| ASSIGNMENT |
Take the data below and extract the lines from the one with "Check that every instance of the white house" to the one with "Check that every instance of the asphalt", inclusive, exactly as written.

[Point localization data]
----
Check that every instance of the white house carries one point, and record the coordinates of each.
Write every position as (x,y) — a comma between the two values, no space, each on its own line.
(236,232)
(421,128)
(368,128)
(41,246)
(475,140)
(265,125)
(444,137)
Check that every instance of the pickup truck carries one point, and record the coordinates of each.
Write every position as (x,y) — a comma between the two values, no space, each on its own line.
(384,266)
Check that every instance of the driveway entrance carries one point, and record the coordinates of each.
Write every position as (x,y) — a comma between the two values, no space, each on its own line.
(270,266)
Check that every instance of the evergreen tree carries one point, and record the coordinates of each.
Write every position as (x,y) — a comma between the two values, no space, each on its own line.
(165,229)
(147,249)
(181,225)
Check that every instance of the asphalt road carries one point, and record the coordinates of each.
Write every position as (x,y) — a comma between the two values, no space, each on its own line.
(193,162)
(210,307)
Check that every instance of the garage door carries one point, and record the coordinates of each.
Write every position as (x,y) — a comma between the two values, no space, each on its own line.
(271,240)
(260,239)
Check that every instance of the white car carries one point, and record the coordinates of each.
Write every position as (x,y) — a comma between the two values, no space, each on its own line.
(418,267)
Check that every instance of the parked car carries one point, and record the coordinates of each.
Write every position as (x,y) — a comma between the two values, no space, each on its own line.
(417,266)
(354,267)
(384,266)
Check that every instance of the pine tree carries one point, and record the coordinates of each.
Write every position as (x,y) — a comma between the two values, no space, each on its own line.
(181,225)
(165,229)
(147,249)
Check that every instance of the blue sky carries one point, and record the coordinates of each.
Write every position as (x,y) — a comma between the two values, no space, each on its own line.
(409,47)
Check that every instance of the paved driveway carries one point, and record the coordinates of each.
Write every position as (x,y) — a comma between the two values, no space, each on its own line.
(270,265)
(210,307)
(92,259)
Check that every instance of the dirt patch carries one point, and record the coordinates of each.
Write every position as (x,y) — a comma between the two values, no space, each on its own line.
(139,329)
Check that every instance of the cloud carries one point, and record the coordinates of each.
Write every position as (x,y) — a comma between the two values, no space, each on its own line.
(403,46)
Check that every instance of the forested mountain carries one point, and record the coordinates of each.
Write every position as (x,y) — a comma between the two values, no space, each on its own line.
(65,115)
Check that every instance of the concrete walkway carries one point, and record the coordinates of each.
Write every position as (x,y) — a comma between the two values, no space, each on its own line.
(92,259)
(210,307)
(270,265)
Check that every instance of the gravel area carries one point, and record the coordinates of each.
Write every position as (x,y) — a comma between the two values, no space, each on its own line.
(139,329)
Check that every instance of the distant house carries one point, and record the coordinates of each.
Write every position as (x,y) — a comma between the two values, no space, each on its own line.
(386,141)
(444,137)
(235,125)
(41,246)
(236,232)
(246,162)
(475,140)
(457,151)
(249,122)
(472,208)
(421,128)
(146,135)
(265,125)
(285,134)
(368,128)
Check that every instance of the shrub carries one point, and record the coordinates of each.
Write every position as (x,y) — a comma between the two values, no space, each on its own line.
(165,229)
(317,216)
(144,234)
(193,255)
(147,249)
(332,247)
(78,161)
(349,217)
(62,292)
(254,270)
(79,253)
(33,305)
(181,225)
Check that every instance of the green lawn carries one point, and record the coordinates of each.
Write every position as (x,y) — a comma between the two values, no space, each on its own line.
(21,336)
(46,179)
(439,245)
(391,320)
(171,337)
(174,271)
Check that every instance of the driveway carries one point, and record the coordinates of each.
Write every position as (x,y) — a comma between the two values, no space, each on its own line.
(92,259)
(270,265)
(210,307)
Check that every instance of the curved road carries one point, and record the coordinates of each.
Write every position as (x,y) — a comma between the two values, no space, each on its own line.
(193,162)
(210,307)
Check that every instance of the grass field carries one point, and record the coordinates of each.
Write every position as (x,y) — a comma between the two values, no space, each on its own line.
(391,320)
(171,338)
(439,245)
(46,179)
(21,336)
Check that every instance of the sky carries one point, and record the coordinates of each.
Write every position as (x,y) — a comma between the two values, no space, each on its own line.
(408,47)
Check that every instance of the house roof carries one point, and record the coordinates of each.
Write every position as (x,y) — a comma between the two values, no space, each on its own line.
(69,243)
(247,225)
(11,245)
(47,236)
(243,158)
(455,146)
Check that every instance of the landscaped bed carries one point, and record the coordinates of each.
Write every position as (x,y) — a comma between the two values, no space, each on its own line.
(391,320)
----
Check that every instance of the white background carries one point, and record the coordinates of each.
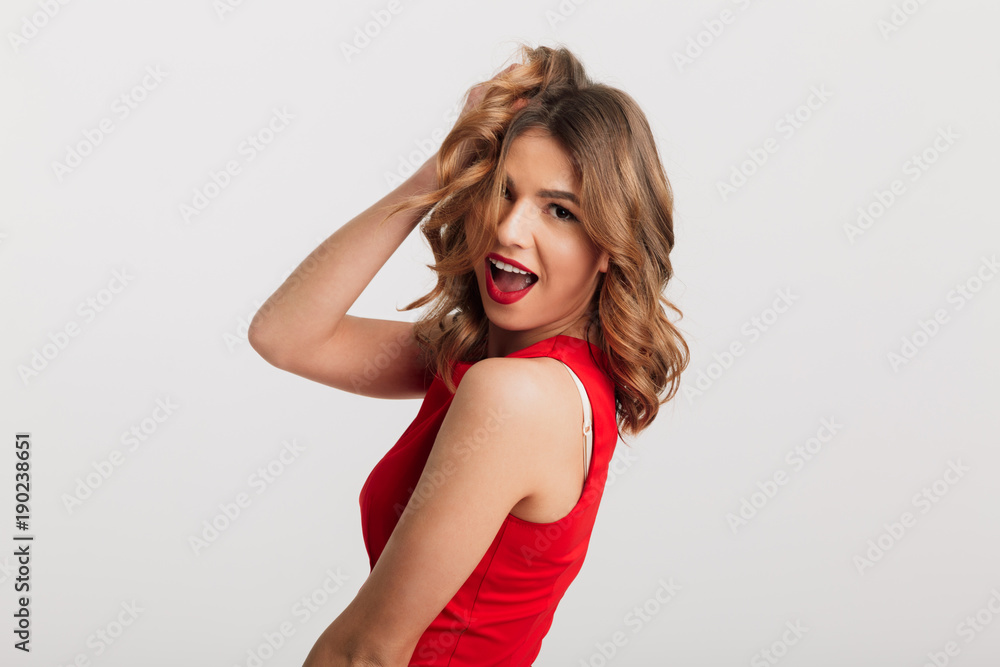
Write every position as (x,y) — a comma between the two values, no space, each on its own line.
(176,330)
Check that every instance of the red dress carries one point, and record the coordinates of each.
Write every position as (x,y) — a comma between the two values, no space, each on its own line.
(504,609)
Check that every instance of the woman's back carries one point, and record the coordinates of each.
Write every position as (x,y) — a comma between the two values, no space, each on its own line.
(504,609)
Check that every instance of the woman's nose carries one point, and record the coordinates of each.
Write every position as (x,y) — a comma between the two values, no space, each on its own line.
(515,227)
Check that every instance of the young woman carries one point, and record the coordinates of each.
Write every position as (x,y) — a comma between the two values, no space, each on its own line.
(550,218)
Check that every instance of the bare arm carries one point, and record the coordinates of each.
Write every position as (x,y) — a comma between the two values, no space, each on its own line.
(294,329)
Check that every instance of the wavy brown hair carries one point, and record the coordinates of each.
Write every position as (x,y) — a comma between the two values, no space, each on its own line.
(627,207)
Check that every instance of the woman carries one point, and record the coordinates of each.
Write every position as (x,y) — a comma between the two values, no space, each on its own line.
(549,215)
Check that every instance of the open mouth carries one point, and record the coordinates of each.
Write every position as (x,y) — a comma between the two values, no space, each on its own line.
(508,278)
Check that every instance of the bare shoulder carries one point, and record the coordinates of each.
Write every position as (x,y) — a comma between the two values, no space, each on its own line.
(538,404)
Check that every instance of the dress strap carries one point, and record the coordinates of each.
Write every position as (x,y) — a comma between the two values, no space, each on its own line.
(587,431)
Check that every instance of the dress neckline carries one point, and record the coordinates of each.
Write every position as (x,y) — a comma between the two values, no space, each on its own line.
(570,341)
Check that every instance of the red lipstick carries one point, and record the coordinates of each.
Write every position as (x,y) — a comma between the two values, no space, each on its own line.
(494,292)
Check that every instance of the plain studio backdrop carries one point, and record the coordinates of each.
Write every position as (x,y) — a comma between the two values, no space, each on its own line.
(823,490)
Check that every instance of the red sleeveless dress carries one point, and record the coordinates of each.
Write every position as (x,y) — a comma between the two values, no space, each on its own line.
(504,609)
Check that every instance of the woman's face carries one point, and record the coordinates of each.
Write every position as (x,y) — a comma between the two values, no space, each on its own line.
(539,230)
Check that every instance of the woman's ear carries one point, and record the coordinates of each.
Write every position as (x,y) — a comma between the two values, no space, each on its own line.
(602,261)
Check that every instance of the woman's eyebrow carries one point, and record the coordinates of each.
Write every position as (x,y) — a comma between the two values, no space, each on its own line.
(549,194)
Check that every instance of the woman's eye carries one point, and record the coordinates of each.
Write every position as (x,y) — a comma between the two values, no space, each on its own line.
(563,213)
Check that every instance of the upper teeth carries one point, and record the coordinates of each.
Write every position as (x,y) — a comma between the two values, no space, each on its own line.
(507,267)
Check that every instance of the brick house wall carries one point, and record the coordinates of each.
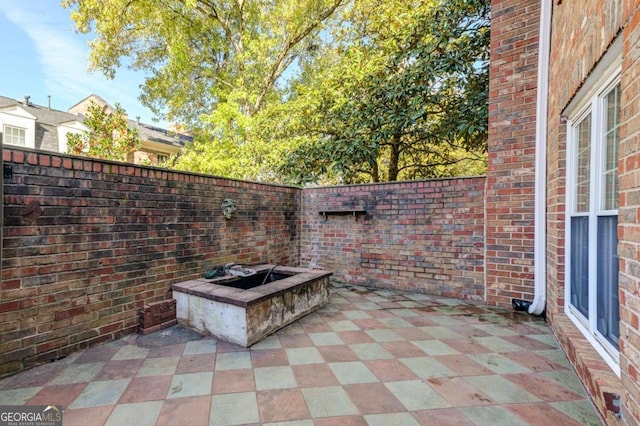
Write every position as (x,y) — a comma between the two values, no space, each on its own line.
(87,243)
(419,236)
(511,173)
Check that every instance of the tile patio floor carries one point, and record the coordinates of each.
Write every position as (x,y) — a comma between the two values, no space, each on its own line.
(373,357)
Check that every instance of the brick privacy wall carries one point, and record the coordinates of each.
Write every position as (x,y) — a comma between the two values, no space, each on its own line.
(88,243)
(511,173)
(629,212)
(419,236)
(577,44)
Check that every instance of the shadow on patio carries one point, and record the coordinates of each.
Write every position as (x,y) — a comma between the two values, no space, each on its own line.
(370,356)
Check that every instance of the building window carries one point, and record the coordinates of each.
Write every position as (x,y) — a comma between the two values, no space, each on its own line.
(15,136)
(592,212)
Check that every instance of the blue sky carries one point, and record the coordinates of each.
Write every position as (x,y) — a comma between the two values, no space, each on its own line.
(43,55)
----
| REPLY |
Check that every instance of the white house carries one point, and record the coordinates of each.
Write every position as (x,y) — a comma between the two values, no space, each on its own line.
(236,232)
(421,128)
(368,128)
(41,246)
(475,140)
(265,125)
(444,137)
Check that every instance of the pickup truck carries one point, and record the coordinates of each.
Write every position as (x,y) — a comma between the two values, no space, each on its own line.
(384,266)
Check that every instance of the driveway entrance carries one point, and record the coordinates of each.
Write every position as (x,y) — a comma between the two values, no space, each on its own line.
(270,266)
Check that every instance of the evergreen tree carries one point, and record the coordinates of each.
Write every position as (x,y) — a comma between the two values, no space, each on its own line.
(165,229)
(147,249)
(181,225)
Check that every instance of the asphalt road carries one point, and record the coordinates of each.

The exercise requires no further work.